Problem description: Rewrite the part of the data that opens with the line containing "Outline all occurrences of coiled rope." and closes with the line containing "[452,278,469,312]", replacing "mug handle" with "cup handle" and leaving everything else unchanged.

--*--

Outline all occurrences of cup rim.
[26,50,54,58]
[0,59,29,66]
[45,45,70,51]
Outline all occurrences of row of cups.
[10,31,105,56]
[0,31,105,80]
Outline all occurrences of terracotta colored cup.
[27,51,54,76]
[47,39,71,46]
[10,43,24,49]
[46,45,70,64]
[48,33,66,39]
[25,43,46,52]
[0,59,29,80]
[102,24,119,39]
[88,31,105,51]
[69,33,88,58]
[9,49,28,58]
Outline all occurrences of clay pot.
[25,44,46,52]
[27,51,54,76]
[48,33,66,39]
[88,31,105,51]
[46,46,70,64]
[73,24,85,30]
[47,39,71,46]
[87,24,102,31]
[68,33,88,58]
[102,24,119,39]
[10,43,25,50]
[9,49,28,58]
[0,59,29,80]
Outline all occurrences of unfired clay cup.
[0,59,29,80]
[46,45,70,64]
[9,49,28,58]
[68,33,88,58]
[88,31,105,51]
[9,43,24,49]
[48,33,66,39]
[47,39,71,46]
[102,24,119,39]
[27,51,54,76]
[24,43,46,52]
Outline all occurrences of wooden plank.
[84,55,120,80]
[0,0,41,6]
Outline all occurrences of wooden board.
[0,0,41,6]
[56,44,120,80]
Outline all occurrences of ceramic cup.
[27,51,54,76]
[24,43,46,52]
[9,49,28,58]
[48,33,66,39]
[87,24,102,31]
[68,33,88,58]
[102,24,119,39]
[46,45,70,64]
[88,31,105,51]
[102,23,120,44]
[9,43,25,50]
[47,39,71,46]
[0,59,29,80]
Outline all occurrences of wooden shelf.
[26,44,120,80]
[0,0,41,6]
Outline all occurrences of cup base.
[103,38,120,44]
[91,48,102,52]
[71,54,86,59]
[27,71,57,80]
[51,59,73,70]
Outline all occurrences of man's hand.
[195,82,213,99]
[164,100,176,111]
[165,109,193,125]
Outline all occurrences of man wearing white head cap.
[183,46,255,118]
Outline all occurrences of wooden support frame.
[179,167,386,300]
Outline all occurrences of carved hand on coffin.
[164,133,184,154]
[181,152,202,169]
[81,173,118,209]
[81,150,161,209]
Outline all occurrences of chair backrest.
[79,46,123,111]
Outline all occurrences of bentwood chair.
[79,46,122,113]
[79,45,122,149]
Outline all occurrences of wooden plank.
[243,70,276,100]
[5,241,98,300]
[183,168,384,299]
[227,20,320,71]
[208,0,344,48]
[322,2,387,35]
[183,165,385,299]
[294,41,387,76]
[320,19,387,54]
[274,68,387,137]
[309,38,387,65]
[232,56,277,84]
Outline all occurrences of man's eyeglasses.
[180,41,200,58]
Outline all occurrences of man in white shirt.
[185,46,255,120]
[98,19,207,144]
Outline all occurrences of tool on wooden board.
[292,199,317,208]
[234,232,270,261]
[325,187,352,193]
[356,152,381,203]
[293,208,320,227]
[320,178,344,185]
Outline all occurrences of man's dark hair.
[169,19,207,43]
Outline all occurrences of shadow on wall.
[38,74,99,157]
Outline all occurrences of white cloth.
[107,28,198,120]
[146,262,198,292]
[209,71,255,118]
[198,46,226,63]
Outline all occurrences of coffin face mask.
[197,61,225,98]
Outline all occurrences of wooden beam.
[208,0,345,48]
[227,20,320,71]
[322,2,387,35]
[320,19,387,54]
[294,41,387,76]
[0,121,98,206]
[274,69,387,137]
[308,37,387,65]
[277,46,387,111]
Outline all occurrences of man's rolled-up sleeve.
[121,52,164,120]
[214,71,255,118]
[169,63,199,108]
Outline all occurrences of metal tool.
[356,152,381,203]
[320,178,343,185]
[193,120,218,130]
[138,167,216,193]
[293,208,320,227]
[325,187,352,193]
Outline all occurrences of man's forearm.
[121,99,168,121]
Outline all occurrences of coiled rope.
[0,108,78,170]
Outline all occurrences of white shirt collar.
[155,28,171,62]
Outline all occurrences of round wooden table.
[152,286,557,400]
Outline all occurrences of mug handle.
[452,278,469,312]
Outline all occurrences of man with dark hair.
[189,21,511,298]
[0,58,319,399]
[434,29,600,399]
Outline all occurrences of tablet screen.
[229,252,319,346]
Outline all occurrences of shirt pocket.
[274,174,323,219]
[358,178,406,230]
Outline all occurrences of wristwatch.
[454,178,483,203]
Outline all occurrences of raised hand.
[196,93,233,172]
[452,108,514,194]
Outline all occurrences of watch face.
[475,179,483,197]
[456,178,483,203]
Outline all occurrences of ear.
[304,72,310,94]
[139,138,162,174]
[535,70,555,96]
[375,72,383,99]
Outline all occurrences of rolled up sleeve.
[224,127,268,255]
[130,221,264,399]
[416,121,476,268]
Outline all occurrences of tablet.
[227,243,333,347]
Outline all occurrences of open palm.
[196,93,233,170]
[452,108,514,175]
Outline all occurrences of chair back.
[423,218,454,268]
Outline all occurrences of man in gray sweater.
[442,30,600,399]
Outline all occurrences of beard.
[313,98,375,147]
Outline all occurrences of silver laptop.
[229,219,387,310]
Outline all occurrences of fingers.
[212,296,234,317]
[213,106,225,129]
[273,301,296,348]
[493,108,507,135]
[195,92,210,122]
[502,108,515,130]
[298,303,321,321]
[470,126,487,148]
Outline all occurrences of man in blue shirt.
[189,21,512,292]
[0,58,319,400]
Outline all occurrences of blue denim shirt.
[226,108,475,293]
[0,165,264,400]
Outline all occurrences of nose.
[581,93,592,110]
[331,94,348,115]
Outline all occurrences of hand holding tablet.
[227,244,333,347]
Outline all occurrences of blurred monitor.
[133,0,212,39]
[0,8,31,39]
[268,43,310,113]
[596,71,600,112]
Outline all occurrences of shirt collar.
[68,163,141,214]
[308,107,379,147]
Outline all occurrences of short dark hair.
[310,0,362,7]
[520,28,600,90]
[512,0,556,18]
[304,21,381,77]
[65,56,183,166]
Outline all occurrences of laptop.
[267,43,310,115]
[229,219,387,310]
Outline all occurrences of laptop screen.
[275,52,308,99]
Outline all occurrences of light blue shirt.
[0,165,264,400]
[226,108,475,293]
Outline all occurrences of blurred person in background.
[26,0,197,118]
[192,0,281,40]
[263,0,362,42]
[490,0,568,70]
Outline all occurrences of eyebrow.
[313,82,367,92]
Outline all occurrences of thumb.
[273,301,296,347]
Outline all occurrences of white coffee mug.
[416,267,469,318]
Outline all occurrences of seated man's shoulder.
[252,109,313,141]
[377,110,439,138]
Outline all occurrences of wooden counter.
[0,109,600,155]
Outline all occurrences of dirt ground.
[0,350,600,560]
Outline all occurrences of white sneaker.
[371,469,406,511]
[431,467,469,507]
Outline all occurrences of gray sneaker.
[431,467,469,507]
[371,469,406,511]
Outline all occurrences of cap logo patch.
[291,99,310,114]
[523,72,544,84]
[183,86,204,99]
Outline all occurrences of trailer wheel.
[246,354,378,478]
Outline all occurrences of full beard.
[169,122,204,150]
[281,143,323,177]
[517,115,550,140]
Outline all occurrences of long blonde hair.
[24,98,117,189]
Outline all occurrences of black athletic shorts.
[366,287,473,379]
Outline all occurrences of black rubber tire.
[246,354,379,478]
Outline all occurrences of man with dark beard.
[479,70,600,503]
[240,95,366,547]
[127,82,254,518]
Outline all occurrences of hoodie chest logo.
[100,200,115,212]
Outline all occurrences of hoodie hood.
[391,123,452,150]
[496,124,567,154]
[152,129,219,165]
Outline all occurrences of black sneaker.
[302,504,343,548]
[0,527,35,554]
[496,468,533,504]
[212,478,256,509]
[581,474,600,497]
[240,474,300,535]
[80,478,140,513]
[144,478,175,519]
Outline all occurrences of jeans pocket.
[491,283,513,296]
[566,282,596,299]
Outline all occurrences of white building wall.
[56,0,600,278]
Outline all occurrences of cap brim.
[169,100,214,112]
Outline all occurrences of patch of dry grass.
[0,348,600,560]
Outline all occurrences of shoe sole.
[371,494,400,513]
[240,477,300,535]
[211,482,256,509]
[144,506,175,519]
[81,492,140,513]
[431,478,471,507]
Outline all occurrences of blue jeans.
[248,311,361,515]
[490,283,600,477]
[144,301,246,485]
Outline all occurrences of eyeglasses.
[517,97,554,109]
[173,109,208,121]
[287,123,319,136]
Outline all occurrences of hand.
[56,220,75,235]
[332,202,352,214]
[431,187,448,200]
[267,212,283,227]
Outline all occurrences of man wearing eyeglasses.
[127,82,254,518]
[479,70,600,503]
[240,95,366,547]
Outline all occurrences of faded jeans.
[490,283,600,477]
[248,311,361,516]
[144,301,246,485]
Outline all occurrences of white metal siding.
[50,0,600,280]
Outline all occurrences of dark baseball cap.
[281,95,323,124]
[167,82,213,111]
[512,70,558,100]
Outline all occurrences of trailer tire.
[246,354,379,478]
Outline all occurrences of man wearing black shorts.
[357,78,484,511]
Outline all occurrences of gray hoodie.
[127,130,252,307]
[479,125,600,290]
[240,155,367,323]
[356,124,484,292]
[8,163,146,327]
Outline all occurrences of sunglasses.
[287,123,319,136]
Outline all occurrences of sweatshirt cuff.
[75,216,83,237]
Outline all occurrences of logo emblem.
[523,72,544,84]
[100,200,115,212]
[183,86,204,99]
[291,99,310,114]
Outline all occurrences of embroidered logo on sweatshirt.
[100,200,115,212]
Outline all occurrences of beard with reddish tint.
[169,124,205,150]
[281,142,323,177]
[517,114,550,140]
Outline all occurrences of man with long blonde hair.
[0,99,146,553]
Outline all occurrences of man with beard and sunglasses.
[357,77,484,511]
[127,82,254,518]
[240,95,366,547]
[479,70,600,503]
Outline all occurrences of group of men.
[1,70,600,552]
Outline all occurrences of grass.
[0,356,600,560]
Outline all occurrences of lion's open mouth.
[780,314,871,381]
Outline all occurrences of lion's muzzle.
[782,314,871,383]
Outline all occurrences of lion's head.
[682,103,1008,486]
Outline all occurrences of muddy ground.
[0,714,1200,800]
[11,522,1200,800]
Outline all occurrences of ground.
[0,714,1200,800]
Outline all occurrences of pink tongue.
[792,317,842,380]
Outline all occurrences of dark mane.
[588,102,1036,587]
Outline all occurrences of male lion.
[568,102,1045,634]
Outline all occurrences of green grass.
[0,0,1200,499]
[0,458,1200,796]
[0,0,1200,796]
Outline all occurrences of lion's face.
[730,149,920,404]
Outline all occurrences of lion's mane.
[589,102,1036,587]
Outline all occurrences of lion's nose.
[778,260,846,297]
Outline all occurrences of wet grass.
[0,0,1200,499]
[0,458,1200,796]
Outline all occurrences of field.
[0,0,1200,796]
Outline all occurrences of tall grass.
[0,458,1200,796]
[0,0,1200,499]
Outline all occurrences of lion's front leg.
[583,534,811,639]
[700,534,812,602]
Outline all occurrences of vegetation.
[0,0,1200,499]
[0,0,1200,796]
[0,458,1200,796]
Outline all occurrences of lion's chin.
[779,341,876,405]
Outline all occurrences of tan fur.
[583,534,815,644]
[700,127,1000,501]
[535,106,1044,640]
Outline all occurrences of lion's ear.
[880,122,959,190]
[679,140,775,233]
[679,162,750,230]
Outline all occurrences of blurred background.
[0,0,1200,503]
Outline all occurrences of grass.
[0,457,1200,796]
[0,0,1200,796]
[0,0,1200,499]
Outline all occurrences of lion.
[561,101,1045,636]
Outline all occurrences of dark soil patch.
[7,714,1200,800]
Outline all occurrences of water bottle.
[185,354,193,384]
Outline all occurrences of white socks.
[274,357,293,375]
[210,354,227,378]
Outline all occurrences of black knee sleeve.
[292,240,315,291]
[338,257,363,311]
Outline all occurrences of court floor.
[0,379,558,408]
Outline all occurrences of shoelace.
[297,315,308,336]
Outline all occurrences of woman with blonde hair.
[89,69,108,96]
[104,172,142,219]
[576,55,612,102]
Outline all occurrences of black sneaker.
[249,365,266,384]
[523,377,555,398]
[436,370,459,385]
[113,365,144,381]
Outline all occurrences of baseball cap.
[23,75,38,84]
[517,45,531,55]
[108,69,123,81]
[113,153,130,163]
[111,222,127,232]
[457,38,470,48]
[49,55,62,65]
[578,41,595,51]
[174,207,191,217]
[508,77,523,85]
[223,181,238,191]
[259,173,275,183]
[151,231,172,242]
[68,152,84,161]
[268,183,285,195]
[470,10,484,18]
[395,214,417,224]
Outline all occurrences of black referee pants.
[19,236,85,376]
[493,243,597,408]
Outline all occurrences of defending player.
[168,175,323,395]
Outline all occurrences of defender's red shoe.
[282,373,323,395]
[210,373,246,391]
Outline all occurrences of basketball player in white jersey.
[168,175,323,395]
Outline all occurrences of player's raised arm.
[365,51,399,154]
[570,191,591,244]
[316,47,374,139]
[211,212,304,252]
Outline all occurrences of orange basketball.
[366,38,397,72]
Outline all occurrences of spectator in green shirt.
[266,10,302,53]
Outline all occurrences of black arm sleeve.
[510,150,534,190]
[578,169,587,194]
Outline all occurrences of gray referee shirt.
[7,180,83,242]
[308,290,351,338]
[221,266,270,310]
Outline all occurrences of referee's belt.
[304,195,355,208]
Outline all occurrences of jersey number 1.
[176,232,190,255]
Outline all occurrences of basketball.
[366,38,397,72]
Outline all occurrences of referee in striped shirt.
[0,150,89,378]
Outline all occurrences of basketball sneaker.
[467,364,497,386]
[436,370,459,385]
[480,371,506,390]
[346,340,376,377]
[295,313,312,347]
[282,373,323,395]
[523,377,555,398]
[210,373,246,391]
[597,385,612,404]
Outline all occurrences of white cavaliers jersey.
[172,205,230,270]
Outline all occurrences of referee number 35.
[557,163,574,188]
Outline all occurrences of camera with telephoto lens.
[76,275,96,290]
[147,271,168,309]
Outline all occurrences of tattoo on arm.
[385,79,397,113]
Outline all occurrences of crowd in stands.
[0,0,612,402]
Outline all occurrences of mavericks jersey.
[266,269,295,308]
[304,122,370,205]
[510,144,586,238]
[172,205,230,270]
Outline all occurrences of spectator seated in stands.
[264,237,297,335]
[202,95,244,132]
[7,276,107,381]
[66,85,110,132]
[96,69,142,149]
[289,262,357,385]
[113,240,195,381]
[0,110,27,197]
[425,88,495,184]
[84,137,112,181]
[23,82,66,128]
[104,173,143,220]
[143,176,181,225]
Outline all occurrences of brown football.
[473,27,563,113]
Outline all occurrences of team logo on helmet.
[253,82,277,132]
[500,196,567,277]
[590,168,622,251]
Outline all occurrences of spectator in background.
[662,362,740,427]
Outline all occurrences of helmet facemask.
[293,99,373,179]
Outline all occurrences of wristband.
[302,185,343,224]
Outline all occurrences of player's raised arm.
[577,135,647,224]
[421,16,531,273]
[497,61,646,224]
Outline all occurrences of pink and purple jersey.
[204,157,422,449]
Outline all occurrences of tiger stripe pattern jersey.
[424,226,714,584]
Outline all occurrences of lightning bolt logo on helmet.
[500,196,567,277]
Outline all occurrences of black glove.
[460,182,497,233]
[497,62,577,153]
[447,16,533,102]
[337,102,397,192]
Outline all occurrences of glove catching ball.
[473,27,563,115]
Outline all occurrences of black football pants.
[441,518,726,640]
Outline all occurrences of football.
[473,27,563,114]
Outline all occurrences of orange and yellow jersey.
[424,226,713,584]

--*--

Output for this exercise:
Outline all occurrences of coiled rope.
[0,108,78,170]
Outline all occurrences of white shirt collar.
[155,28,171,62]
Outline all occurrences of round wooden table.
[152,286,557,400]
Outline all occurrences of cup handle.
[452,278,469,312]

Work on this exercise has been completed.